SOURCE PASSAGE –
______________________________

U.S. Stocks Close Mixed on Thursday: Micron Surges 16%, Apple Drops 6.1%, JPMorgan Announces $50B Buyback

Alina Collins
Published 2026-06-25About 10 min read

US markets diverged Thursday — Micron surged 16% on a blowout earnings report while Apple fell 6.1% after raising Mac and iPad prices to absorb higher chip costs. Memory-chip supply imbalance is minting winners and losers at the same time, and the banking buyback wave may be the next force to tip the broader market.

01

Why did Micron jump 16% in a single day?

Micron posted fiscal Q2 revenue roughly four times the year-ago figure, with current-quarter sales guidance above Wall Street estimates.
Management said the memory-chip supply shortage is expected to persist beyond 2027 and disclosed 16 long-term supply agreements already signed with customers. This means → the market is re-pricing Micron from a cyclical name to a long-duration certainty play.

______________________________

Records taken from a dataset
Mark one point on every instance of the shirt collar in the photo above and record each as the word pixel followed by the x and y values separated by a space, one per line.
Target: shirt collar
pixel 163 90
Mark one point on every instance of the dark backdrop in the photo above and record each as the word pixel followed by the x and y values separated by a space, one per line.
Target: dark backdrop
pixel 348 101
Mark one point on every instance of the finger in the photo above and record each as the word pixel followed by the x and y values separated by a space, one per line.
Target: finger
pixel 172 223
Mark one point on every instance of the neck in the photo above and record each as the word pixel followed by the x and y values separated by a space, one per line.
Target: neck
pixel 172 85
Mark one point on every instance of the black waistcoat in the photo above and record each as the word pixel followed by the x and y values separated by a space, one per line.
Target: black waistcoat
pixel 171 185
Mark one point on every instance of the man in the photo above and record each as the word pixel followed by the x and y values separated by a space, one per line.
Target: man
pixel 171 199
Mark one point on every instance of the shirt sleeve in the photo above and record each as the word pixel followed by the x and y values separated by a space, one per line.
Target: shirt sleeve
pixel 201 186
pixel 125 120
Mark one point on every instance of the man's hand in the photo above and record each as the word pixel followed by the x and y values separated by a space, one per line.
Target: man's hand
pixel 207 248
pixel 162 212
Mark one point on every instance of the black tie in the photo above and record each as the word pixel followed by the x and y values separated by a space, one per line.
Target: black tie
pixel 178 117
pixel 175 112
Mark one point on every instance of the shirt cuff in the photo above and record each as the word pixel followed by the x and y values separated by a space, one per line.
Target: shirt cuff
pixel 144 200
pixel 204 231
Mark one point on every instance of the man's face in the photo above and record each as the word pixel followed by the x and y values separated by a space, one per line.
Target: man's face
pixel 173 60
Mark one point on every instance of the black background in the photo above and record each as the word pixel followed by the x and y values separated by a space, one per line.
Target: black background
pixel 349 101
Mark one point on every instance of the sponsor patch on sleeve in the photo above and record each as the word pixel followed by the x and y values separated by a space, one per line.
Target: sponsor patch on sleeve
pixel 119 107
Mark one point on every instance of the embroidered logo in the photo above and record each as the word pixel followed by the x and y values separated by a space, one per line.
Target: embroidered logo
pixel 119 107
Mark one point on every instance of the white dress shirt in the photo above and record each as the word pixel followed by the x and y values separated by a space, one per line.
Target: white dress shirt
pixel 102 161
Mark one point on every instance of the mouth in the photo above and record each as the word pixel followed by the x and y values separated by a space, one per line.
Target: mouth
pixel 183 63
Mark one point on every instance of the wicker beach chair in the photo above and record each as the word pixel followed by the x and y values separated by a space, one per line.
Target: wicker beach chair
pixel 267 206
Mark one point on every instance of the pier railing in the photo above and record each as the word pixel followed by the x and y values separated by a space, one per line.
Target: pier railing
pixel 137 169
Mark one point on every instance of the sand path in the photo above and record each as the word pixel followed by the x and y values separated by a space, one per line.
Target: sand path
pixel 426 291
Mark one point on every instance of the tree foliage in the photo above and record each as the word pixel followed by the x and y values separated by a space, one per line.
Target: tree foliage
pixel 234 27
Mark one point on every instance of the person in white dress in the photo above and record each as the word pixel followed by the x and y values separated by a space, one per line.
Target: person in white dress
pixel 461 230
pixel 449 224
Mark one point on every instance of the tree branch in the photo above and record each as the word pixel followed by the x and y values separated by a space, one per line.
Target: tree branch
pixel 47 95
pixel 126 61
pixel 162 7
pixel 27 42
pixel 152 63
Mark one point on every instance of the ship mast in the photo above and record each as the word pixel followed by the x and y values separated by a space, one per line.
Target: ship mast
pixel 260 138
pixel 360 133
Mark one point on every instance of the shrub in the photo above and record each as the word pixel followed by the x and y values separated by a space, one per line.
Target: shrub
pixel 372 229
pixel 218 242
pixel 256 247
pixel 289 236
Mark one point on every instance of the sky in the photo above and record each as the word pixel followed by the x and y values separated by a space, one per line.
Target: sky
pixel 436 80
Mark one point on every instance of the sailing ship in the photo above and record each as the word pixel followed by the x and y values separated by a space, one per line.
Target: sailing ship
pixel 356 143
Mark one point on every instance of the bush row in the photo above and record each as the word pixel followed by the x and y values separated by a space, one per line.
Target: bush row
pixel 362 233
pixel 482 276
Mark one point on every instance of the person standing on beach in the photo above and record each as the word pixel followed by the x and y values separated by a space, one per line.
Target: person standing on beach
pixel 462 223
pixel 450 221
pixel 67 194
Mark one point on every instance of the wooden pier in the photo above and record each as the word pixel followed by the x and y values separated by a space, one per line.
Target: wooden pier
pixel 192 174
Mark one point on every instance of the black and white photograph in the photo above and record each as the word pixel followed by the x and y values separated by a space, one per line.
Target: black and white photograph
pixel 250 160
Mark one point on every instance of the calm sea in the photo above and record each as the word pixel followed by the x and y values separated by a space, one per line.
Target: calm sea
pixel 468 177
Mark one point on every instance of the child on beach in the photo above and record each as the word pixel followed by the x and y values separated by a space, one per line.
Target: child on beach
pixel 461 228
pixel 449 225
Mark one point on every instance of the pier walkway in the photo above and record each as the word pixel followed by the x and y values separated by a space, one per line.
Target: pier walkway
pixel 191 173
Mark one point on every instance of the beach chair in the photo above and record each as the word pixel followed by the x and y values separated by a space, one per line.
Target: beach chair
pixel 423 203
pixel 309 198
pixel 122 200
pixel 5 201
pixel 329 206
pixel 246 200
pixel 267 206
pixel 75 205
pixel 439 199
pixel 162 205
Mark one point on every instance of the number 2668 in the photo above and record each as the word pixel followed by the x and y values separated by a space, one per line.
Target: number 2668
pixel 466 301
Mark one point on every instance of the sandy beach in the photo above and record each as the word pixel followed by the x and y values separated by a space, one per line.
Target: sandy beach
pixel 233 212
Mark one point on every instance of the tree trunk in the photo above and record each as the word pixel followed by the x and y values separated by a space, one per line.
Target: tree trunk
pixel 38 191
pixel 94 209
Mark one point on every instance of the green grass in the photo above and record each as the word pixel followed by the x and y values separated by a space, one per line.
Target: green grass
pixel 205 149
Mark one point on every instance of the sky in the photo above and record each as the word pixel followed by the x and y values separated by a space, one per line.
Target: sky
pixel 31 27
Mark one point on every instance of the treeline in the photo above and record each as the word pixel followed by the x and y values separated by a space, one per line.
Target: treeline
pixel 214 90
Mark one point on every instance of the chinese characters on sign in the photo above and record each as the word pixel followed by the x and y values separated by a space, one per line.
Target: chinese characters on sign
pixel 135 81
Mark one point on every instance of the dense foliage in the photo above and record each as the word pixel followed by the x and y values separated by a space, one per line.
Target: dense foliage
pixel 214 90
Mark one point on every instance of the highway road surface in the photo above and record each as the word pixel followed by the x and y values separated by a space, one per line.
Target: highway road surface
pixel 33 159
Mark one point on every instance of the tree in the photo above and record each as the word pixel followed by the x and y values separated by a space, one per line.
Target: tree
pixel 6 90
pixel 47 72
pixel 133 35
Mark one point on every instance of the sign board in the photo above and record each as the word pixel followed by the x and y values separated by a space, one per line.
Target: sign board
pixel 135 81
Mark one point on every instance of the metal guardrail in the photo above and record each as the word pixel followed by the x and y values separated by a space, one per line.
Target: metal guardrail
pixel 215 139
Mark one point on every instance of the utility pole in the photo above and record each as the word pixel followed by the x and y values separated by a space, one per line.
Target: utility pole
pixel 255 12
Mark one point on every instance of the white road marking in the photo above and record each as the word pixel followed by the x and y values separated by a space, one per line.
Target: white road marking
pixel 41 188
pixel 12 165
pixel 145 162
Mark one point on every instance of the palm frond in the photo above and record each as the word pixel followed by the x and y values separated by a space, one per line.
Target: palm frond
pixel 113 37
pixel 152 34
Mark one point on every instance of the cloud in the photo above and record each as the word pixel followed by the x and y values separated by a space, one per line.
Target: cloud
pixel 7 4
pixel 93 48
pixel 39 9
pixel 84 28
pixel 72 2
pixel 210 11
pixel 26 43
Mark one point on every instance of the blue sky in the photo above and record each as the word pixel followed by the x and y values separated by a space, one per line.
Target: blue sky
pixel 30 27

______________________________

TASK LIST –
A: Answer these questions using the market report:
(i) By what percentage did Apple's stock fall?
(ii) How large a buyback did JPMorgan announce?
(iii) How many long-term supply agreements did Micron disclose?
B: List every company named in the market report.
The listing above is separate material and is unrelated to the market report.

RESPONSES –
A:
(i) 6.1%
(ii) $50B
(iii) 16

B: Micron, Apple, JPMorgan